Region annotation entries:
########################################

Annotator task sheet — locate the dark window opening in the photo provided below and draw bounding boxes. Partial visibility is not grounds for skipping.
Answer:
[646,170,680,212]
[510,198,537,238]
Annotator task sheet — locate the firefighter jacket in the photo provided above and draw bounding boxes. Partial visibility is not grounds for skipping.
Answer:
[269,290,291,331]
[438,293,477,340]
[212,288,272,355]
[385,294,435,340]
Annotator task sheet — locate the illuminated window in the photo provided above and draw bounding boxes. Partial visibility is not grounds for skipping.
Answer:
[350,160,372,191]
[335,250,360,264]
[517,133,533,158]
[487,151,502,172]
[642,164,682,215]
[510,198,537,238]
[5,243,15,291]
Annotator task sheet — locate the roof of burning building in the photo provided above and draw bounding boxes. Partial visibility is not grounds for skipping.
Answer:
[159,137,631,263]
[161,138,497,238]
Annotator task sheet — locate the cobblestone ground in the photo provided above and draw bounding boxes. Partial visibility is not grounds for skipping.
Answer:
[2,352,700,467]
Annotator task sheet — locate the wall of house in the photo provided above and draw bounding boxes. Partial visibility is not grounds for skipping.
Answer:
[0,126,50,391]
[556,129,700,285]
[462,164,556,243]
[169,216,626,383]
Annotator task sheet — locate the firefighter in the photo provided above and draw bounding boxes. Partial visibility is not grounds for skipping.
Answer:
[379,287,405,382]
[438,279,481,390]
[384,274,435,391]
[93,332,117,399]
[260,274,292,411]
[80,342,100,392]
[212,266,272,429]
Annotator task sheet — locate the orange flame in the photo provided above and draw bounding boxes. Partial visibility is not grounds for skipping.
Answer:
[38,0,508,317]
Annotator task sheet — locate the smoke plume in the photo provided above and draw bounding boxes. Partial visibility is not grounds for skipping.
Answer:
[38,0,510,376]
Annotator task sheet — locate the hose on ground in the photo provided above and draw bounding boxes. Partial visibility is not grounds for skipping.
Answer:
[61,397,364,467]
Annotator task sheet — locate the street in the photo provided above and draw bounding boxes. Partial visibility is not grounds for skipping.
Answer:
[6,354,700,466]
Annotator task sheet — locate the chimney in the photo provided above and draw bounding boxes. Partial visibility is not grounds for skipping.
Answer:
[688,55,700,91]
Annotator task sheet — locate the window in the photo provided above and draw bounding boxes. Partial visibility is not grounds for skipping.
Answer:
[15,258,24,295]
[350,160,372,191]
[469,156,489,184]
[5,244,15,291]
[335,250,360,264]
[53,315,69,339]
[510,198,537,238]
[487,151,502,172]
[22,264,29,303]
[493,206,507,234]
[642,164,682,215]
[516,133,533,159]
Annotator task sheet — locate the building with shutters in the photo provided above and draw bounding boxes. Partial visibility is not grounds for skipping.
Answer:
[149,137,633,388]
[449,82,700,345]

########################################

Given exercise: Rewrite the records above as a two-column CSV with the headers "record_text" and "answer", one row per record, putting each field in double quotes and replacing any line breaks with spaces. Include every record.

Solution:
record_text,answer
"Annotator task sheet — locate the dark window opening in the photo provided below and draw bounding boxes. Partial visibility is not grounds for skipping. Answer:","[646,170,680,212] [510,198,537,238]"
"Annotator task sheet — locate the firefighter jacket in the photo provided above and draw bounding boxes. Partial visibility is not grounds for skipping. Answer:","[269,290,291,331] [438,293,477,340] [212,288,272,355] [385,294,435,340]"
"Annotator task sheet — locate the illuminated window in the photo provided above and draw bounding boxes. Partial visibility is not grounds for skipping. Answer:","[350,160,372,191] [335,250,360,264] [517,133,533,158] [487,151,502,172] [642,164,682,215] [510,198,537,238] [5,243,15,291]"
"Annotator task sheet — locate the roof of burning building in the photo provided above and draw bounding boxes. Partial visibility is not grounds for skipping. Answer:","[159,137,631,263] [161,138,497,238]"
"Annotator task sheet — locate the cobblestone ground in the photo provided above and draw bounding boxes. Partial visibility is not grounds for skipping. Answer:","[2,352,700,467]"
"Annotator task sheet — locate the wall of house in the photo provided above and draw bounding boxes. Partial visibility is not grounds for skipping. Answer:","[0,126,50,391] [556,129,700,285] [462,164,556,243] [169,216,626,383]"
"Annotator task sheet — locate the firefighter in the photo provided above and draw bounding boxes. Partial visibility is not grounds for skipping. Answer:","[379,287,405,382] [438,279,481,390] [384,274,435,391] [93,332,117,399] [260,274,292,411] [80,342,100,392] [212,266,272,429]"
"Annotator task sheet — locate the orange flame in the photo provided above and draw bounding boxes. Partial visibility is not grounds for skipping. Answer:","[38,0,508,317]"
"Annotator task sheet — locate the smoke plume in the photo provided above and draw bounding boxes. Partial visibility is not grounds for skipping. Answer:","[38,0,510,376]"
"Annotator task sheet — locate the hose on ground in the photo provided above and draw bounding boxes. Partial visibility is not grounds for skipping. Answer:","[61,397,364,467]"
"Annotator task sheet — locate the street in the photo provided above and draw bounding boxes. Partial visibility is not grounds for skipping. Answer:","[6,354,700,466]"
"Annotator task sheet — locate the chimney in the photo provided above and draw bounding boxes. Partial visibility is not grounds for skipping. Answer:","[688,55,700,91]"
"Annotator task sheet — locate the window in the photo provided above and draw bounding boxes. Partial visibility is not grounds for skipping. Answer:","[15,258,24,295] [350,160,372,191] [469,156,489,184] [5,244,15,291] [335,250,360,264] [53,315,69,339] [510,198,537,238] [487,151,502,172] [22,264,29,303] [493,206,507,234] [642,164,682,215] [516,133,533,159]"
"Annotator task sheet — locate the building with shutters in the photo provided above and draw bounding boxes. Partial visibility is not grounds for skipping. Answer:","[149,137,633,388] [449,82,700,345]"